Source data
- Opening Delimiter -
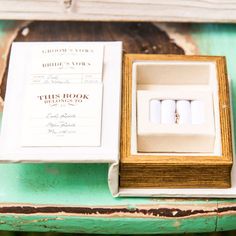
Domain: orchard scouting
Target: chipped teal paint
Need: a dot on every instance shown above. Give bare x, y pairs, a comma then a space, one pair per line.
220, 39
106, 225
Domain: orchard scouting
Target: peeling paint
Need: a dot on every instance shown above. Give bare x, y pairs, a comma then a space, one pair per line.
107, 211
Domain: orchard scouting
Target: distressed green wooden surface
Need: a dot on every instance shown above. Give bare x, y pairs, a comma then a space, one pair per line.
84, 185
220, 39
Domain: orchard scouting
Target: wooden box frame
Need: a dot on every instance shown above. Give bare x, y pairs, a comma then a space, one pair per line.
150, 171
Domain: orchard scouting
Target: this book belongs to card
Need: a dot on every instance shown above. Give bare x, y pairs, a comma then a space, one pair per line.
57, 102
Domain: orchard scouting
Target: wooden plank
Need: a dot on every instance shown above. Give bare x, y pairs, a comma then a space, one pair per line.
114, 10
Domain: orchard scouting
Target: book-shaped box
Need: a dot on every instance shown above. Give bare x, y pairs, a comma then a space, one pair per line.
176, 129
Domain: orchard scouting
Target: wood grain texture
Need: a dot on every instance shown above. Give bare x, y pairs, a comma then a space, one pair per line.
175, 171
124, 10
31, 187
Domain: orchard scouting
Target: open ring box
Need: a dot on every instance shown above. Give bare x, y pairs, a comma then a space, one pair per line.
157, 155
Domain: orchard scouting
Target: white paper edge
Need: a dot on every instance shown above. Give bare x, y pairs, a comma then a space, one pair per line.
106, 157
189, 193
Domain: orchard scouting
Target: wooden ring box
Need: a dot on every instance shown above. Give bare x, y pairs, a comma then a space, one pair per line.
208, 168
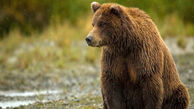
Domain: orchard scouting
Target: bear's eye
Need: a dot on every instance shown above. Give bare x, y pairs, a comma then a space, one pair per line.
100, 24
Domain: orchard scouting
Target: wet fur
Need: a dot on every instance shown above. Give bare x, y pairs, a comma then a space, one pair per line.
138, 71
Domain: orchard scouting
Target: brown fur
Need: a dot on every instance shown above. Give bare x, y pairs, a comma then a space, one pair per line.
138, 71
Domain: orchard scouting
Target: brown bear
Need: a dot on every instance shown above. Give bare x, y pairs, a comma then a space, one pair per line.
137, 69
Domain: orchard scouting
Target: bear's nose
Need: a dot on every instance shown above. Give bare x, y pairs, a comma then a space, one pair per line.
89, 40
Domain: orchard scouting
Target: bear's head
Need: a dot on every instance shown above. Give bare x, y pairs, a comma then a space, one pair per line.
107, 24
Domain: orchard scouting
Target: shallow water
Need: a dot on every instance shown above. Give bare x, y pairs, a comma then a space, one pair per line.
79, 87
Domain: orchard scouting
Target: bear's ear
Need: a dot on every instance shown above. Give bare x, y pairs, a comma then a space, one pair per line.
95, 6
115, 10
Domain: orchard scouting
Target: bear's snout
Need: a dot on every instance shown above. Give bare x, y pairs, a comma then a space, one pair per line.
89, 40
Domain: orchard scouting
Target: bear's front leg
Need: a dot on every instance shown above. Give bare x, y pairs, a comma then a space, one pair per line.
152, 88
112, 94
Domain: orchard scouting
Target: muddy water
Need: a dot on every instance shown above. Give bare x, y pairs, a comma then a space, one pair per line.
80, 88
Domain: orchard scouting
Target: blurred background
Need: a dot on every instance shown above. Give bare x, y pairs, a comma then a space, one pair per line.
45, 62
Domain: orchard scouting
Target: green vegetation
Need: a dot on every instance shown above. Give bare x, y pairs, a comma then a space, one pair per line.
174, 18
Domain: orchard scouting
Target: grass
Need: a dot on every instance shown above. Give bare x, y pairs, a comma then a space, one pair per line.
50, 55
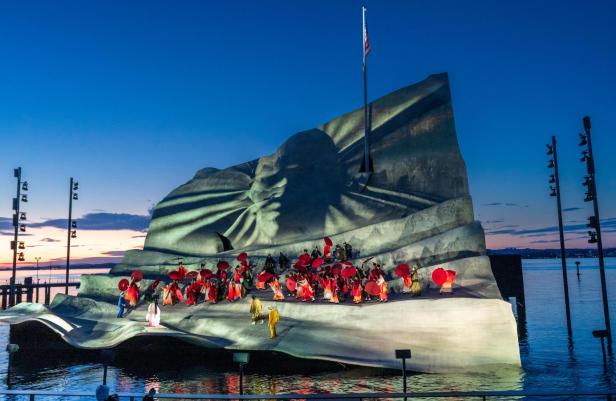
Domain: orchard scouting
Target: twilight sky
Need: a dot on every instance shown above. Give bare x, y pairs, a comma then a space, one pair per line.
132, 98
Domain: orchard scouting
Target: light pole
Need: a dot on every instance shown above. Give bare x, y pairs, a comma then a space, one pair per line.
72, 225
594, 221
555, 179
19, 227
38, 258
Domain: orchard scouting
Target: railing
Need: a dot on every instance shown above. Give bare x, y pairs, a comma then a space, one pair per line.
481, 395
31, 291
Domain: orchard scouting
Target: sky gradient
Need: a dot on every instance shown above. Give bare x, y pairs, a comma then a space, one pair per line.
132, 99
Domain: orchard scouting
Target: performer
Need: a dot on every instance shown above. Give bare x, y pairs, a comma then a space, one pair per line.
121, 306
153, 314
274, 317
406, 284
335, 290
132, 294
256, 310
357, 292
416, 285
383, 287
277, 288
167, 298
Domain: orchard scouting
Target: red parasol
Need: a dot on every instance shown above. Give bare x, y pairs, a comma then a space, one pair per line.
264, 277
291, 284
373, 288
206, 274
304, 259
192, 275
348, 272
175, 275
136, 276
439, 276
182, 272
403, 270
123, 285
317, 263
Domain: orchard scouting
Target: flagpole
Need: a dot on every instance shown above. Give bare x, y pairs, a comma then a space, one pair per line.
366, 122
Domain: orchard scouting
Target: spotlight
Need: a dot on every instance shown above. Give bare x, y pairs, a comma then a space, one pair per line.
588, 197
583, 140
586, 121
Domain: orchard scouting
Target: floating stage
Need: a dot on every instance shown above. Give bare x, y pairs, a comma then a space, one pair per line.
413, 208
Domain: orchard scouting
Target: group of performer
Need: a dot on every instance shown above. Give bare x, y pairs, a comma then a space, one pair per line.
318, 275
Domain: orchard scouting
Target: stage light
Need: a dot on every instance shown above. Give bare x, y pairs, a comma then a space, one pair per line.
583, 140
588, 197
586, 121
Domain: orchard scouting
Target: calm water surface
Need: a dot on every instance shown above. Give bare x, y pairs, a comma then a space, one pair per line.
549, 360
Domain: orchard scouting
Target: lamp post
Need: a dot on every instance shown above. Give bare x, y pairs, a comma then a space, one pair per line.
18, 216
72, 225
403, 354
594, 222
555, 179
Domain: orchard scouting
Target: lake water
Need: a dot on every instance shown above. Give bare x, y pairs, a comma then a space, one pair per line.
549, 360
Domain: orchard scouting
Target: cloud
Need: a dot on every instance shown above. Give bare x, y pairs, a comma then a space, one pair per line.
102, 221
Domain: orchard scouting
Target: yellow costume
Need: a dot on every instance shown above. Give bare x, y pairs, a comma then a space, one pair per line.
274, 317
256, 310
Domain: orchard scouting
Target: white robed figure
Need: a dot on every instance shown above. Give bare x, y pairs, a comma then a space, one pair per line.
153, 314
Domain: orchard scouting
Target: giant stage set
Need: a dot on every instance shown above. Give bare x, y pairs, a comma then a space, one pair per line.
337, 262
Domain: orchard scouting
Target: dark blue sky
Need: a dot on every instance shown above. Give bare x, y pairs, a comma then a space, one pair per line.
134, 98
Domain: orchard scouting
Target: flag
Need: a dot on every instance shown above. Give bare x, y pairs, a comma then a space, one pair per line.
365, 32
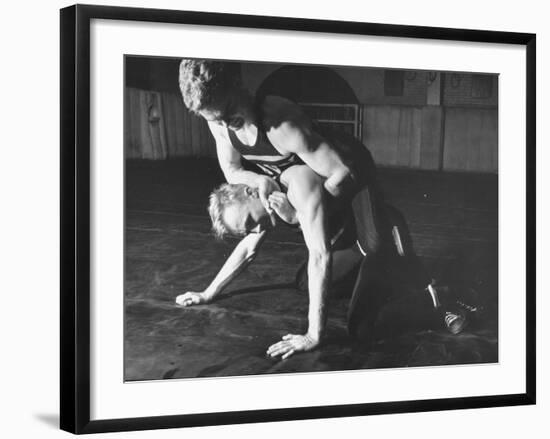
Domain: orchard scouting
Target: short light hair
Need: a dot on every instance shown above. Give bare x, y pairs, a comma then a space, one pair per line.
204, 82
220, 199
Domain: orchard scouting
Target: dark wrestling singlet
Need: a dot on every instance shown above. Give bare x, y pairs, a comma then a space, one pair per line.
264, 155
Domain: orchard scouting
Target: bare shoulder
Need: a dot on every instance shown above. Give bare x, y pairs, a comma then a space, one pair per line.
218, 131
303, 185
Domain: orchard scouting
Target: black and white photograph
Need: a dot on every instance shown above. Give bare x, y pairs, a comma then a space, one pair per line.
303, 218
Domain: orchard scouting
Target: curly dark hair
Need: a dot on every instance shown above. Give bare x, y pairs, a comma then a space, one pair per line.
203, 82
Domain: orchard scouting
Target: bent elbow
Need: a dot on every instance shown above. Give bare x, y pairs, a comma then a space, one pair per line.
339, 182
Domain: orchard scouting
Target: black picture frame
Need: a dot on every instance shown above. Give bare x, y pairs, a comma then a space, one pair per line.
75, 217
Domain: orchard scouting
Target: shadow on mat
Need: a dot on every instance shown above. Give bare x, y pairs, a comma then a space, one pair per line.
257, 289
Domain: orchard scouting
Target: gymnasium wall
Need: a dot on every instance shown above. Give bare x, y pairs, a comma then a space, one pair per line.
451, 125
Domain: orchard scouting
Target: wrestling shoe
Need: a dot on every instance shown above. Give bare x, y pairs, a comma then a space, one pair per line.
- Closing Delimiter -
Copy only what runs above from the line containing "Target: open ring box" through the line containing "Target: bear's snout", exactly. Leave out the pictures.

Target: open ring box
Need: a dot on every instance shown above. Give bare x, y pairs, a comma then a space, one pair per line.
157, 155
Domain: orchard scouting
Target: white paper edge
Need: a dot on every instance shown above. Give bare x, y pairs, a comma then a space, one pair per line.
106, 157
189, 193
Domain: orchard scouting
Target: wooden ring box
Need: a dot on every instance shown above. Give bare x, y pairs, a comma then a space, one pair per line.
208, 168
Domain: orchard scouting
Target: bear's eye
Need: a dot on every instance shown above. Give bare x, y pairs, a comma then a space, one pair per line.
100, 24
Domain: orchard scouting
Target: wet fur
Need: a dot on every instance shown above. Give bare x, y pairs, a comma then a space, one pair per line.
138, 71
Domain: orchard scouting
Target: brown fur
Need: a dot on every instance shown above. Give bare x, y pairs, a comma then a space, one pair per line.
138, 71
Domain: orchard scouting
Target: brown bear
Need: a dot on every instance shown above. Give bare x, y pairs, a comma then a space, one pair per line.
137, 69
Domain: orchard scouting
Target: bear's nose
Need: a dot on every instance shown above. Give bare x, y pairs, a comma then a space, one pair per line.
89, 40
Domain: orchard scouting
Target: bear's head
Need: a dot on every instance shown above. Give bare x, y pairs, a comma then a space, one pair per line.
107, 24
Domain: orchard scouting
Target: shallow water
Need: a dot on every instance shown above. Give bare x, y pairs, a comma then a space, one pair per line.
79, 87
Domain: orchard scouting
Target: bear's ear
Need: a dot on every instance shown above. Give bare x, y pairs, a comma then a space, one pair per line.
95, 6
115, 10
Domain: orchard scouting
Target: bear's snout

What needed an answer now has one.